Work required: Can you go through the rows below, change every "Object labeling task" to "Bounding box task", and write them out again with everything else unchanged and the pictures left out?
▬▬▬▬▬▬
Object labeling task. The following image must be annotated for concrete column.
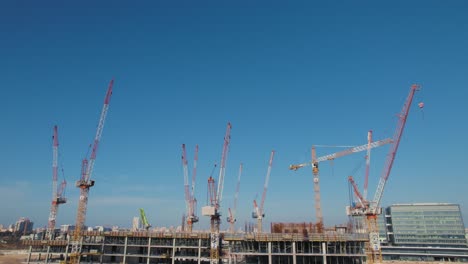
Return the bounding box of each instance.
[268,242,273,264]
[45,246,50,263]
[293,241,296,264]
[146,237,151,264]
[198,238,201,264]
[172,238,175,264]
[26,246,32,264]
[122,236,128,263]
[322,242,327,264]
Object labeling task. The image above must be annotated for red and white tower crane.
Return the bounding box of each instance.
[226,163,242,233]
[363,130,372,199]
[182,144,198,232]
[252,150,275,233]
[46,126,67,240]
[289,138,392,232]
[70,80,114,263]
[346,84,424,263]
[202,123,232,263]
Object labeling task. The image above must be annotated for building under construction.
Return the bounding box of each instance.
[24,231,368,264]
[24,85,432,264]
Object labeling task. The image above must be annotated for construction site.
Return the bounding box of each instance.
[23,80,424,264]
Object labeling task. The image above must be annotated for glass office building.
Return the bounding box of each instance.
[385,203,467,247]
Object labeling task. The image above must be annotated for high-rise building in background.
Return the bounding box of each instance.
[14,217,34,235]
[385,203,467,247]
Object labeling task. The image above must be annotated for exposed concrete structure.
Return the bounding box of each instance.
▬▬▬▬▬▬
Task answer:
Bounding box task. The following image must be annotated for concrete column.
Return the bounding box of each instance.
[268,242,273,264]
[45,246,50,263]
[293,241,296,264]
[146,237,151,264]
[198,238,201,264]
[172,238,175,264]
[26,246,32,264]
[122,236,128,263]
[322,242,327,264]
Bounding box task. The image above must be annotated for red and white tower crane.
Return the bounding box of each instance.
[226,163,242,233]
[363,130,372,199]
[182,144,198,232]
[252,150,275,233]
[46,126,67,240]
[289,138,392,232]
[70,80,114,263]
[346,84,424,263]
[202,123,232,263]
Bounding box task. The image above must be annotated for building under construction.
Return the bounding box of each instance.
[24,231,368,264]
[24,85,432,264]
Bounding box task. The image above must be annotated for construction site.
Return the bounding box of each instance.
[23,80,424,264]
Bounding box task. The image above must be annotated for glass office building.
Return the bounding box of each instance.
[385,203,467,247]
Bounding box task. The image above must be annotated for high-rise building in background.
Return the bounding box of each instance.
[14,217,34,235]
[385,203,467,247]
Bounding box task. The image above must be annotated for exposed concrete structure.
Return the bounding box of each instance.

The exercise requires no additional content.